_Text passage_
Clifton, Ellison Help Explain Whitesplaining

Clinton listens to Black Lives Matter protesters

Clinton listens to Black Lives Matter protesters

Tuesday

Hillary Clinton said something in a speech recently which reminded me of a Lucille Clifton poem—a poem, I should add, which takes me personally to task. And when I say “me,” I don’t mean a general me. I mean me, Robin Bates. Clifton, who used to teach at our college, told me that I was the specific person she was referencing when she wrote it.

I don’t write this post to claim any sort of dubious honor, however. Rather, it is to help the supporters of Democratic candidates, especially Bernie Sanders admirers, to understand why they are having difficulty reaching black voters.

Here’s the Hillary quote, included in an excellent Vox article by Michelle Garcia:

“White Americans need to do a better job at listening when African Americans talk about the seen and unseen barriers they face every day,” she said. “Practice humility rather than assume that our experience is everyone’s experiences.”

We’ve seen the word “whitesplaining” emerge in recent years, to go along with the term “mansplaining.” Each of the terms points to an annoying tendency by certain people of privilege to “explain” to others (Blacks, women) why they are mistaken. Those who whitesplain do not listen and they are not humble.

Hillary, who has been guilty herself of whitesplaining in the past, may be making progress. Garcia notes that

the speech…seemed to mark a turning point for Clinton, who used the opportunity to show black voters she’s heard the criticism directed at her, while also asking white voters to actively participate in dismantling racism.

Maybe Hillary’s sensitivity stems from being the target of mansplaining.

_Short task A_
Render the stretch of rows from the line containing "Locate the tall" through the end of the rows as a Markdown table with the columns Number and Line, leaving out any blank lines.
The text and the rows come from two unrelated sources.

_Material supplied_
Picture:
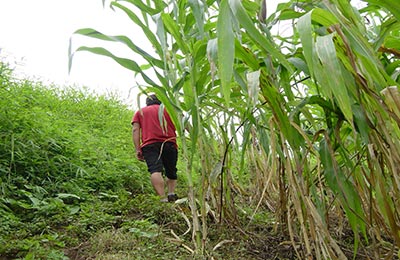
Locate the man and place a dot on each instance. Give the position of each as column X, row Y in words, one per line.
column 154, row 138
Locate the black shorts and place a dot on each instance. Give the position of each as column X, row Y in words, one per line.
column 158, row 161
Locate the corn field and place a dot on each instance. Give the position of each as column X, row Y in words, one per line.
column 297, row 112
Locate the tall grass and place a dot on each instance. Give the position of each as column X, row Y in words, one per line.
column 306, row 124
column 66, row 166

_Short task B_
Write what comes next in the post on whitesplaining, starting after its final sentence.

_Expected answer A_
| Number | Line |
|---|---|
| 1 | Locate the tall grass and place a dot on each instance. Give the position of each as column X, row Y in words, one per line. |
| 2 | column 306, row 124 |
| 3 | column 66, row 166 |

_Expected answer B_
The Clifton poem is “note to self.” I’ve recounted the backstory in a previous post, where you can read the poem in its entirety, so I’ll only summarize here. Some white students had objected to a message on a shirt worn by an African American student (“it’s a black thing you wouldn’t understand”) so we got together as a community to discuss it. The student participated in the panel, along with me, a white student who had objected, and a black faculty member.

While my intentions were good (that’s why Lucille refers to me as “even the best”), I didn’t appreciate enough the source of the student’s anger. Clifton writes,

amira baraka—I refuse to be judged by white men.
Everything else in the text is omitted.